**Activity list:**
a - Recast the paragraph of the Galactic Cap passage that begins "By blocking semen" as a short bulleted list, keeping its main facts.
b - In the Galactic Cap passage, who wired the testing device together?

Stout’s lab also tested, researched and developed a design by inventor Charlie Powell for a condom called “the Galactic Cap.”

“But the design was created without understanding the Federal Drug Administration’s protocols and procedures,” Stout explained. “Together with a student, we came up with a design, materials and how to present the data.”

One roadblock they encountered was how to test it. Would it be in vivo or would it be outside human interaction? Stout sat down with his students to come up with an apparatus that would mimic sexual interaction from the perspectives of force, material and heat.

“Our engineers suggested building the system from scratch using an electrical drive shaft,” Stout said. “In the Mechanical and Aerospace machine shop, we developed a device eventually wired together by an electrical engineering major. We custom-built everything. We put it together, turned it on and it worked.”

By blocking semen, the Galactic Cap prevents one method of HIV transmission. HIV is transmitted through semen or blood. However, many other STDs—HPV, herpes and syphilis, among others—are spread through skin-to-skin contact. Stout cites worldwide condom use at 5 percent and condom use in developing countries topping off at 20 percent.

Phrase grounding data:

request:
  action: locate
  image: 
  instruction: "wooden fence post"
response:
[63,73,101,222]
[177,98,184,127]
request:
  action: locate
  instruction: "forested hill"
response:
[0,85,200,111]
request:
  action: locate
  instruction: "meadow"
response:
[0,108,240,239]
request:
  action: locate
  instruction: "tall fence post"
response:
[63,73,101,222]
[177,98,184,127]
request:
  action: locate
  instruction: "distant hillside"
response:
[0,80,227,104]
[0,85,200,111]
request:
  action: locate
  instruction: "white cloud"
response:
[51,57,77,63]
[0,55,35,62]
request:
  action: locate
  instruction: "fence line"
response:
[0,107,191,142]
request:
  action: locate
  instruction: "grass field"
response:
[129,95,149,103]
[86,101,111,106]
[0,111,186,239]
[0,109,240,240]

**Solutions to the tasks:**
a -
- The Galactic Cap blocks semen, which prevents one method of HIV transmission.
- HIV is transmitted through semen or blood.
- Many other STDs, including HPV, herpes and syphilis, are spread through skin-to-skin contact.
- Stout cites worldwide condom use at 5 percent.
- Condom use in developing countries tops off at 20 percent.

b - An electrical engineering major wired it together.